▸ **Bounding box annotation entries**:
= = = = = = =

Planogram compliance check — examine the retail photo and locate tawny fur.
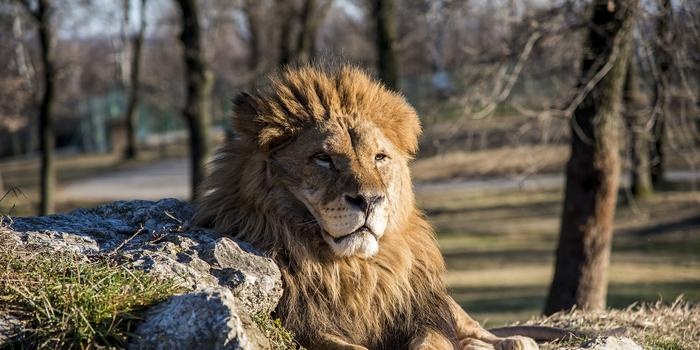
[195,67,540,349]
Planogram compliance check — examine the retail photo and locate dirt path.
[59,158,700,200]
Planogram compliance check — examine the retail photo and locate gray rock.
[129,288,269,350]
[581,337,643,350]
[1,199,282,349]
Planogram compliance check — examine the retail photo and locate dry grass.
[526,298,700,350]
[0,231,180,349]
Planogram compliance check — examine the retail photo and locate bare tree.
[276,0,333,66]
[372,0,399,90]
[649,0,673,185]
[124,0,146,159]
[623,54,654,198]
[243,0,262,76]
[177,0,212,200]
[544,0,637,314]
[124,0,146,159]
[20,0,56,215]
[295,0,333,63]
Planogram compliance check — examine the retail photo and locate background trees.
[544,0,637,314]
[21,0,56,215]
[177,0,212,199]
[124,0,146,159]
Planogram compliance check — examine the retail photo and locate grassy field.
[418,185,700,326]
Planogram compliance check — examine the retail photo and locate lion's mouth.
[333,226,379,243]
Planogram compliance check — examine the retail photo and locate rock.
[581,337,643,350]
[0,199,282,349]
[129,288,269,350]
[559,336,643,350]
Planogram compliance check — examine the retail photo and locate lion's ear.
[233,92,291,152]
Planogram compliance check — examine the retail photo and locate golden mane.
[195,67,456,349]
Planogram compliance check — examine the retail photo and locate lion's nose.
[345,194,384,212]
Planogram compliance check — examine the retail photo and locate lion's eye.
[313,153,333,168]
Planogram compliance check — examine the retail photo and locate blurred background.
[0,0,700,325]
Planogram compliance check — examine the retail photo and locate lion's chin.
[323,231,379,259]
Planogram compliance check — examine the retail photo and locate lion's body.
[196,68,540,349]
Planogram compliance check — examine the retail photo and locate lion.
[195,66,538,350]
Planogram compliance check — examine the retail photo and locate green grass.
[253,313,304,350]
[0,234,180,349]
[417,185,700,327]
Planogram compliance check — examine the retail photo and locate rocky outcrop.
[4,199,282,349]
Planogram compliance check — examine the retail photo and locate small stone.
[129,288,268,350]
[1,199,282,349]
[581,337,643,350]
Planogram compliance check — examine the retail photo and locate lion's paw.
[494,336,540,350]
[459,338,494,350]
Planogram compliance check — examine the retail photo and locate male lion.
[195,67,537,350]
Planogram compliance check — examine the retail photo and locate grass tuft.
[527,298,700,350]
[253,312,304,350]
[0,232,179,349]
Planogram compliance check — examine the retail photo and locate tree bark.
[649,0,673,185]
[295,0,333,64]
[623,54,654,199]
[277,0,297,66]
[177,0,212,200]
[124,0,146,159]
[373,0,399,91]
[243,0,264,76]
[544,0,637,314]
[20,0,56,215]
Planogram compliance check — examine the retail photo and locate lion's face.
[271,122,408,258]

= = = = = = =

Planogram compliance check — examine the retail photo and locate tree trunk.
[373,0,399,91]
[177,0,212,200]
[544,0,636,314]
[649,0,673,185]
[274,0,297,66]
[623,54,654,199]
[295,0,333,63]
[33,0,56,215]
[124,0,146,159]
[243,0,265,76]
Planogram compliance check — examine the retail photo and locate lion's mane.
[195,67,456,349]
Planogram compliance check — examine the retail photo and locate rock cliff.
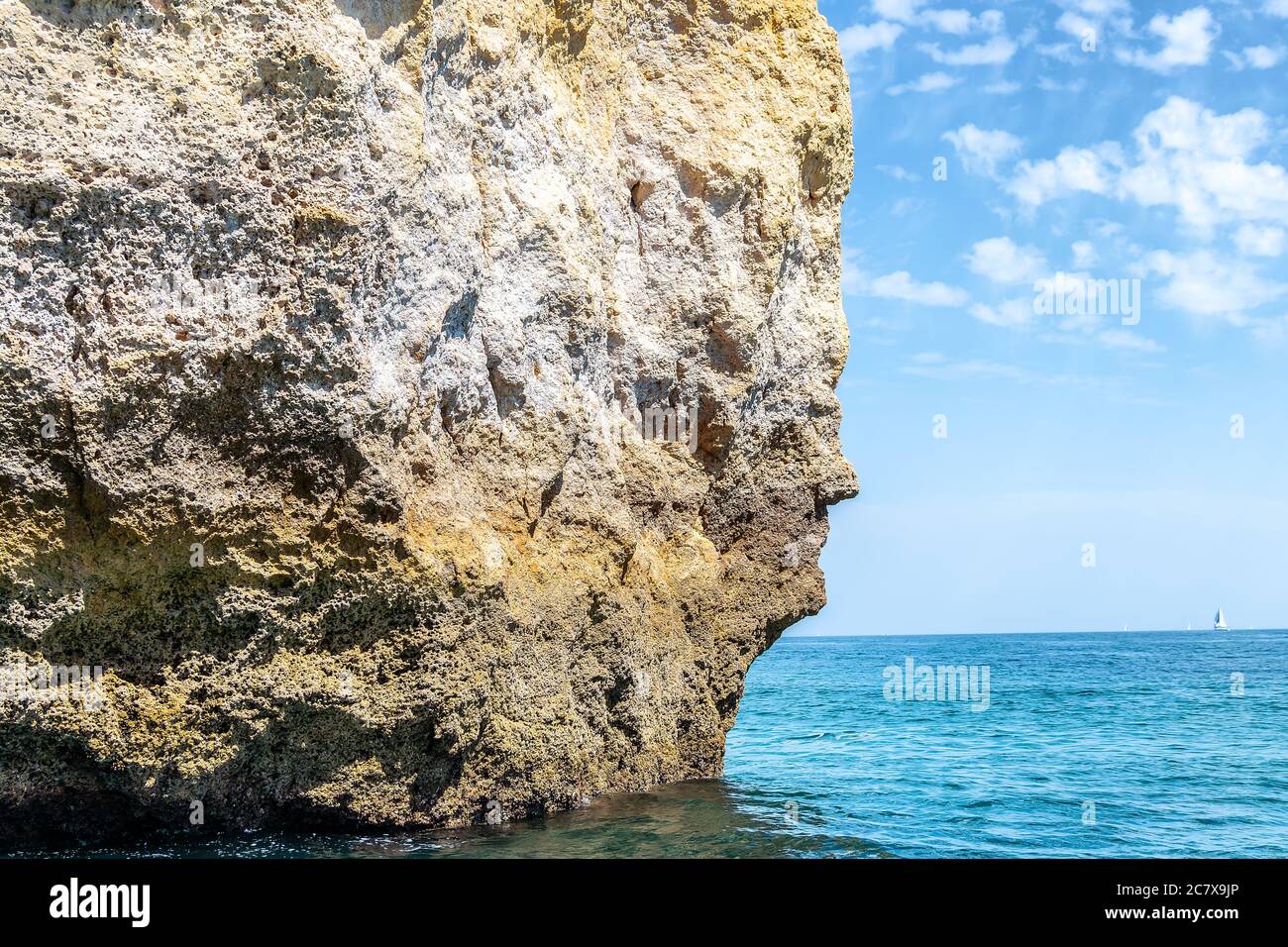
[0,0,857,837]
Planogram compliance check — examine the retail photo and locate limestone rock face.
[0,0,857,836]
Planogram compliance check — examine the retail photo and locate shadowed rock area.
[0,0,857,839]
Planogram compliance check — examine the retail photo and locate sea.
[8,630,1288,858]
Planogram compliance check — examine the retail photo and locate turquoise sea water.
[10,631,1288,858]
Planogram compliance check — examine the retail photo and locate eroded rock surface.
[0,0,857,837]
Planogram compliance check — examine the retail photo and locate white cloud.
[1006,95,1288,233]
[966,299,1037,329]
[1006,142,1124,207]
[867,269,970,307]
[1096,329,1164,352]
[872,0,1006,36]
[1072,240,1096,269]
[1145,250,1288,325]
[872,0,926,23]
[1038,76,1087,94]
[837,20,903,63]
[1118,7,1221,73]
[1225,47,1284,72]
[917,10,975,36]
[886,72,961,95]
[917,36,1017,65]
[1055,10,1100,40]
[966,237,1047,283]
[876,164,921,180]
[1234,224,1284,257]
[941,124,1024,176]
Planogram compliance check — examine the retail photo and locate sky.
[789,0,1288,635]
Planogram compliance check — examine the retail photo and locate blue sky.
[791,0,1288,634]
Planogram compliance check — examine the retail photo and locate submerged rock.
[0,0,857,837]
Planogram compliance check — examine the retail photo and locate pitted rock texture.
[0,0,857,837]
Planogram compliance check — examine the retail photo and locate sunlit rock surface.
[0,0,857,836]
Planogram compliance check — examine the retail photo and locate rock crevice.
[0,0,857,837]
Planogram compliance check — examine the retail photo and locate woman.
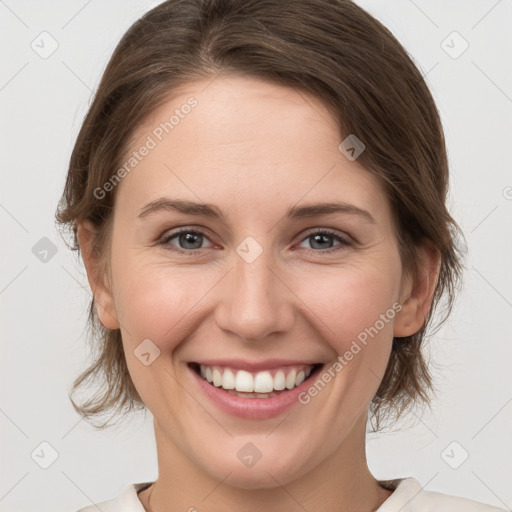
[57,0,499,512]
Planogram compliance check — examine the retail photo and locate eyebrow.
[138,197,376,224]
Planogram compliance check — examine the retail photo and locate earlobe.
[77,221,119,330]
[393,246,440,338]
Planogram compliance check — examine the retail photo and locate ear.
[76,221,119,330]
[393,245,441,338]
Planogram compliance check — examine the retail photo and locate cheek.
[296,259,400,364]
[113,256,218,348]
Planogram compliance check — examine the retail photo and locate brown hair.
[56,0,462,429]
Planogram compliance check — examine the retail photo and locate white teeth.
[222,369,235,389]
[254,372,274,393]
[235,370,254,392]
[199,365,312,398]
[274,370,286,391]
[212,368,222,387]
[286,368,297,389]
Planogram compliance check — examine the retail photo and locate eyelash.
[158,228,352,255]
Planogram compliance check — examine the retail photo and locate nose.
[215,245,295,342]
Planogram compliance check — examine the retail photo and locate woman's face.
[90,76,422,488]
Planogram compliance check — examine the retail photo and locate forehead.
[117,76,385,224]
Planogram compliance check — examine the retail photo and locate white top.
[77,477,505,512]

= = = = = = =

▸ **Task objective**:
Copy out the rows from the one containing "locate lion's eye." through the one containing "[323,231,379,259]", requests included, and shift every bounding-box coordinate in them up by 91.

▸ **Right answer**:
Planogram compliance check — examine the retail photo and locate lion's eye.
[404,244,424,259]
Planogram compliance check — examine the retail photo and locate blurred background.
[91,91,791,416]
Planogram compliance check — examine the retail photo and locate lion's chin.
[414,322,470,350]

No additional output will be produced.